— Exercise details —
Leave out the pictures and reproduce all of the data exactly.

(Location annotation dataset excerpts)
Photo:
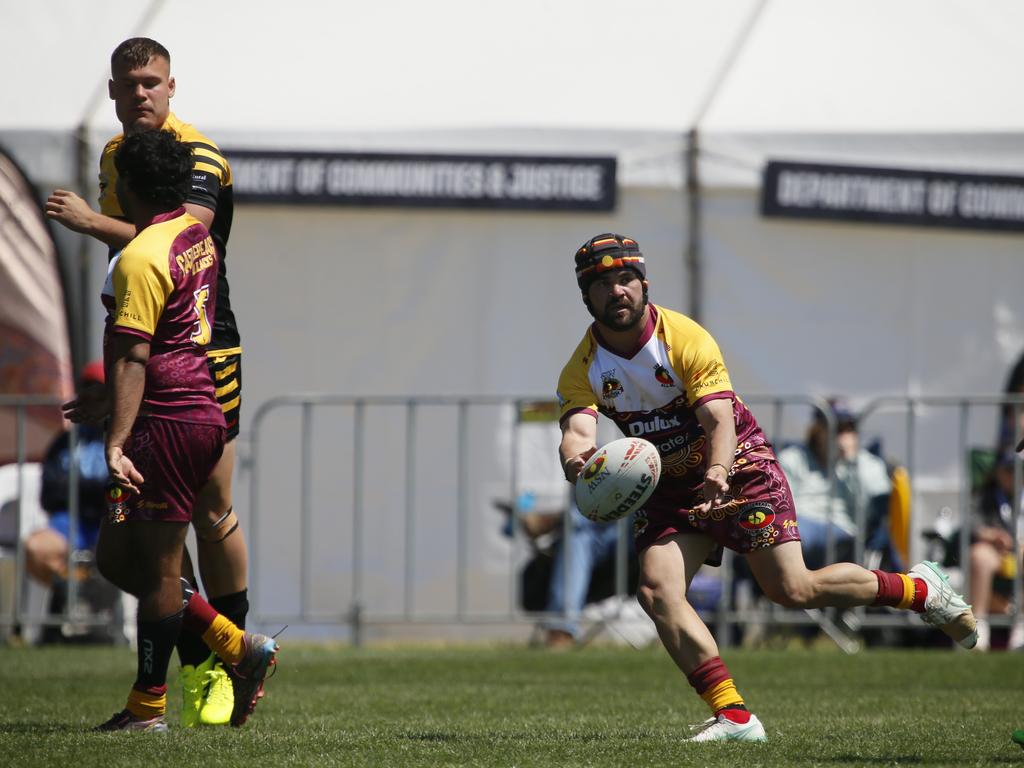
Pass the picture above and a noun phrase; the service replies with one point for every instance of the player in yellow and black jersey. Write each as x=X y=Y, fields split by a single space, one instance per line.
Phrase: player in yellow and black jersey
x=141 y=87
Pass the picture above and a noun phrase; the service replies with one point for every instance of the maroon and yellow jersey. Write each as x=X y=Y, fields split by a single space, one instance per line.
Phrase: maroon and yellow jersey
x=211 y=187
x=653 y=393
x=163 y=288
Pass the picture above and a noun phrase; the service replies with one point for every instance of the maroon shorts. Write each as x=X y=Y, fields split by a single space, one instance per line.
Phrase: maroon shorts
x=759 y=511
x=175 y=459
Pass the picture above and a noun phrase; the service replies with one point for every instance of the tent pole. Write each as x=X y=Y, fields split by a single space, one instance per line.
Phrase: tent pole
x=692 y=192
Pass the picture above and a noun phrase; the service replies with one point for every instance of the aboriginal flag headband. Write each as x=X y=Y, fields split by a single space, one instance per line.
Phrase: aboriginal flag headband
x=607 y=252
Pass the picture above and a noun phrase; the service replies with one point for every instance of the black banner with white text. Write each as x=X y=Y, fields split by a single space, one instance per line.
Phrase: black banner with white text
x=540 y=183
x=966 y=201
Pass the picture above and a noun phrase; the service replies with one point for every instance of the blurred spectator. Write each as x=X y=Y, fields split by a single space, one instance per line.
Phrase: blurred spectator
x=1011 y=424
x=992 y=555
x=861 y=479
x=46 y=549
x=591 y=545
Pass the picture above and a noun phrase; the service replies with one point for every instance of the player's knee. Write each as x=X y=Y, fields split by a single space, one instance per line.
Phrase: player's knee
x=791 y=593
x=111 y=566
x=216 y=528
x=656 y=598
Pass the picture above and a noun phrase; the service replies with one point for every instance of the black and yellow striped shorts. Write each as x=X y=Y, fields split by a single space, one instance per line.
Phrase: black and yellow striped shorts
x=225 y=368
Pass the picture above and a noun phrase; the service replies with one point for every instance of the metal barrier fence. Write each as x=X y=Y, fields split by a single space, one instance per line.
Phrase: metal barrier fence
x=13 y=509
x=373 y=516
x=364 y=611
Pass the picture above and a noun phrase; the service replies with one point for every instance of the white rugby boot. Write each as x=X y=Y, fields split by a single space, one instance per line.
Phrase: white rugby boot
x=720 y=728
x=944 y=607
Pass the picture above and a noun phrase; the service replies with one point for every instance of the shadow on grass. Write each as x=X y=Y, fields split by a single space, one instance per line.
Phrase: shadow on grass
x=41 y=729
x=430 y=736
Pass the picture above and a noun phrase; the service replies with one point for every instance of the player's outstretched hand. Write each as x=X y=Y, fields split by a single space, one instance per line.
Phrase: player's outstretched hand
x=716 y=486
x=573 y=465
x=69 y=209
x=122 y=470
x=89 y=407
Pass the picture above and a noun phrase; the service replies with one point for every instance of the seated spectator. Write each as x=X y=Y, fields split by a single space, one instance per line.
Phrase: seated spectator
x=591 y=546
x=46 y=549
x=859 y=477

— Written response —
Photo:
Pass the picture above and a noun phrase; the service replies with one point for every instance of the player in yellow and black jersey. Write each as x=X y=Y, fields split by a single space, one instance per line.
Phrase: player in yellow and black jersey
x=141 y=87
Pass the picture above and a noun phrase; the service replies with one point for every instance of the maroon and yellow jersey. Write each as x=X y=Y, fields split by a single space, one instance per line.
Phrase: maroon and yellow jersey
x=211 y=187
x=653 y=393
x=163 y=288
Pass the picture above and a noun phrase; the service replies with one point for every instance of the maroon shorts. Write each as x=X y=Y, fields split by a single space, one instance per line.
Phrase: maroon shorts
x=759 y=511
x=175 y=459
Pass the picture above and a noun phrase; the service replies with one point for every instance of the tent pole. Write each as x=X y=Y, fields split by a single space, one instance per line.
Phrase: tent pole
x=692 y=192
Pass the picture above and a noun phrase; the service replies with one point for every instance of the aboriginal flag headband. Write each as x=X y=Y, fields split by a single space, one instance per line.
Phrase: aboriginal flag headband
x=607 y=252
Pass the picture above and a noun phrase; the service replies with one point for every instance of the black banner with white text. Write each as x=X y=Y, fields split by a single space, one instance per line.
Phrase: black banner with white text
x=540 y=183
x=966 y=201
Pass the picture above and a noun phrase; the service replies with one point for every instance of the blurred spectator. Write each as x=X y=Y, fields split by a single space, one instance per line.
Phrase: blurred spectator
x=1011 y=424
x=992 y=555
x=861 y=479
x=46 y=549
x=591 y=545
Pass the picture above and a noun phrase; the service replies with one point for every instance of the player's knee. Write each as x=X y=Y, fields split by a single space, one instance per line.
Phrase: player's knee
x=791 y=593
x=111 y=566
x=216 y=528
x=656 y=598
Pass the picture above and a noun phrase; the service replies with one point for every instance of the black and yellow striped shorts. Write each as x=X y=Y, fields split by a single space, one instance per line.
Phrase: black and yellow striped shorts
x=225 y=368
Pass the picture above and a noun phrase; the service replies with one point for every instance of the metal barrier fence. Write each as x=X y=Y, fields split by a single space, one instance per line.
Phrase: metal barrier fence
x=13 y=509
x=373 y=516
x=364 y=611
Pass the picture above and a noun phrase; the service replies with one point for every instance of the white rugby boot. Write each as x=X y=Y, fields split by a single space, one instance per line.
Phrase: white rugby boot
x=720 y=728
x=944 y=607
Pass the picture above and a noun phrase; the service replies with one point for every instance of the shadow on grass. Write each as x=X y=Y, fields split by a single space, one instance per line.
Phrase: shadow on grass
x=41 y=729
x=430 y=736
Pass the picture above and a noun phrase; the service replies with one point for every instance of the player's outstretched hand. Write each as x=X y=Y, fields split by a single space, one instance per line.
Phrase: player's outstretched hand
x=716 y=486
x=573 y=465
x=69 y=209
x=122 y=470
x=89 y=407
Pass the picture above and a noun phrase; the service replies with one point for every instance of the seated spectator. Write each as x=X y=Y, fields split by a single space, one instance per line.
Phrase: seated spectator
x=591 y=546
x=46 y=549
x=859 y=477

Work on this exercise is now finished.